▶ _Prompt_:
Return the listing below line for line, with every character unchanged.

▶

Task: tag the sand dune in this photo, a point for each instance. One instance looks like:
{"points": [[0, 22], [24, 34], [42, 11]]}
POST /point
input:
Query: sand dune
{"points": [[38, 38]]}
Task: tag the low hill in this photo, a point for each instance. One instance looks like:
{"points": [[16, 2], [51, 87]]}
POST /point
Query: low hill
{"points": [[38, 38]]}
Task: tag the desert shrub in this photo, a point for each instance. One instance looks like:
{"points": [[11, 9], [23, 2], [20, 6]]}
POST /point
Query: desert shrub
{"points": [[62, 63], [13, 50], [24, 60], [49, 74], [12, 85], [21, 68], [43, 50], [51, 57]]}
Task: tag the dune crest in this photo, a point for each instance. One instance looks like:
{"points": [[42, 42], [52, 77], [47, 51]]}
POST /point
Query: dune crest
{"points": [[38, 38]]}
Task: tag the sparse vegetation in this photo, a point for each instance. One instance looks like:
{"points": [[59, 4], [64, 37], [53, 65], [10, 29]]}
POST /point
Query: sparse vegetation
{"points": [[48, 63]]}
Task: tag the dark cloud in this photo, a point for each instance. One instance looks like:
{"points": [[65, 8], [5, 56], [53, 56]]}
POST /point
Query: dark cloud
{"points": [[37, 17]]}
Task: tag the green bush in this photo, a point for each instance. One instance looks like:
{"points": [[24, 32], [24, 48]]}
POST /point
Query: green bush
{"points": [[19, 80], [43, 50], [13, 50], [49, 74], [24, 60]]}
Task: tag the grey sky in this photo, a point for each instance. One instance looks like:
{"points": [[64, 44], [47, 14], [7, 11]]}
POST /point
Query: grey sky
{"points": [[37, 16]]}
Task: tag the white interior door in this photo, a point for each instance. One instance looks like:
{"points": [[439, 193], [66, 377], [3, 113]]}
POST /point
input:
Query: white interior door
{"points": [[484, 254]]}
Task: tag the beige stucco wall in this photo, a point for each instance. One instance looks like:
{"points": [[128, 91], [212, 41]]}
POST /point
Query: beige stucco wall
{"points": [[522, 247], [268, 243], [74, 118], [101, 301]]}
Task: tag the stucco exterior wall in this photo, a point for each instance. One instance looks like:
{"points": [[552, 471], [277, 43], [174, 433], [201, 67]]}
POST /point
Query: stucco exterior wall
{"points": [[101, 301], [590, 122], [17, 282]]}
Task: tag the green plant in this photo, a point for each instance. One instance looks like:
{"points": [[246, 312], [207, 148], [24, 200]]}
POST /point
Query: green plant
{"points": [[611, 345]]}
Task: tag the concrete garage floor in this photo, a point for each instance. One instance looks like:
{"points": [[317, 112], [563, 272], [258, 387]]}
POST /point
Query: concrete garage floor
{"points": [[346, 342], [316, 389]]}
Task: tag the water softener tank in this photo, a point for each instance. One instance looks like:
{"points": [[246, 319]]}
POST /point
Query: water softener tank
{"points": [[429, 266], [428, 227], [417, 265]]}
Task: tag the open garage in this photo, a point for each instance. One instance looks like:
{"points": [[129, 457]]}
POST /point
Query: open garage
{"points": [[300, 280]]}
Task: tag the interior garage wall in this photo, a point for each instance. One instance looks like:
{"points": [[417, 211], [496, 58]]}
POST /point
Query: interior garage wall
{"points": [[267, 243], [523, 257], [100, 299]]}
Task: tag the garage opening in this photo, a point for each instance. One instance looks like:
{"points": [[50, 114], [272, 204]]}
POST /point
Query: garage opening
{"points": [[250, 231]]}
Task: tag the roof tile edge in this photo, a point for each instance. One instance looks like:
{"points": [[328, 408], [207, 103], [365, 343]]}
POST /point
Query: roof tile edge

◀

▶ _Worked answer_:
Task: tag the sand dune in this photo, a point for each instance. One instance looks like:
{"points": [[0, 22], [24, 34], [42, 11]]}
POST /point
input:
Query: sand dune
{"points": [[38, 38]]}
Task: tag the low hill in this photo, a point for each instance. One instance looks like:
{"points": [[16, 2], [51, 87]]}
POST /point
Query: low hill
{"points": [[38, 38]]}
Task: tag the desert shrub in this photo, a point for each instance. One instance looks like:
{"points": [[11, 9], [23, 2], [20, 6]]}
POST /point
Query: desert shrub
{"points": [[62, 63], [13, 50], [24, 60], [49, 74], [12, 85], [21, 68], [43, 50], [51, 57]]}
Task: tag the dune crest in this photo, a point for each instance. One instance looks like:
{"points": [[42, 42], [52, 77], [47, 51]]}
POST /point
Query: dune crest
{"points": [[38, 38]]}
Task: tag the sparse vegetation in this photo, a point for each instance. One instance looks like:
{"points": [[59, 4], [64, 37], [53, 65], [10, 29]]}
POST /point
Query: sparse vegetation
{"points": [[48, 63]]}
Task: tag the dark cloud in this photo, a point for each instance. One instance looks like:
{"points": [[65, 8], [5, 56], [53, 56]]}
POST /point
Query: dark cloud
{"points": [[37, 17]]}
Task: tag the green bush in this photo, a point for each instance. One instance looks like:
{"points": [[24, 32], [24, 48]]}
POST /point
Query: green bush
{"points": [[19, 80], [43, 50], [13, 50], [49, 74], [24, 60]]}
Task: tag the grey sky in this photo, a point for each instance. One instance looks like:
{"points": [[64, 44], [47, 14], [7, 11]]}
POST /point
Query: grey sky
{"points": [[37, 16]]}
Task: tag the white interior door in this photo, a point for each instance. One instance looks like:
{"points": [[439, 193], [66, 377], [3, 113]]}
POST /point
input:
Query: white interior door
{"points": [[484, 254]]}
Task: tag the beige stucco wall in this photo, a point for each instance. One instance looks like:
{"points": [[128, 91], [212, 41]]}
POST /point
Query: beige stucco wall
{"points": [[522, 247], [268, 243], [74, 118], [101, 301]]}
Task: tag the stucco exterior wall in this photo, a point for each instance. One instance looks like:
{"points": [[552, 471], [277, 43], [174, 433], [201, 67]]}
POST /point
Query: stucco exterior wall
{"points": [[101, 301], [590, 122], [17, 282]]}
Task: tag the green plant in this photo, a point for each instance. One instance looks like:
{"points": [[246, 312], [207, 148], [24, 200]]}
POST /point
Query: green plant
{"points": [[611, 345]]}
Task: tag the concrete garage floor in this photo, a point for each instance. One instance looks like:
{"points": [[317, 112], [563, 272], [258, 387]]}
POST /point
Query: concrete garage floor
{"points": [[346, 342], [316, 389]]}
Task: tag the water softener tank in this photo, a point for each instance. One instance looks like:
{"points": [[246, 319]]}
POST /point
Query: water softener tank
{"points": [[429, 266], [428, 227], [417, 265]]}
Task: tag the open garage in this photo, a point for each instance. One instance looks like:
{"points": [[129, 457]]}
POST /point
Query: open garage
{"points": [[300, 280]]}
Task: tag the interior garage wall in this photo, a point for each instance. One instance looks like:
{"points": [[417, 211], [496, 58]]}
POST /point
Query: interior garage wall
{"points": [[267, 243], [523, 257], [100, 299]]}
Task: tag the garage opening in this photo, a point for each instance. One instance looks like:
{"points": [[50, 114], [272, 204]]}
POST /point
Query: garage opening
{"points": [[250, 231]]}
Task: tag the roof tile edge in this photo, a point for each instance. One instance looks like:
{"points": [[328, 408], [207, 103], [365, 343]]}
POST /point
Query: roof tile edge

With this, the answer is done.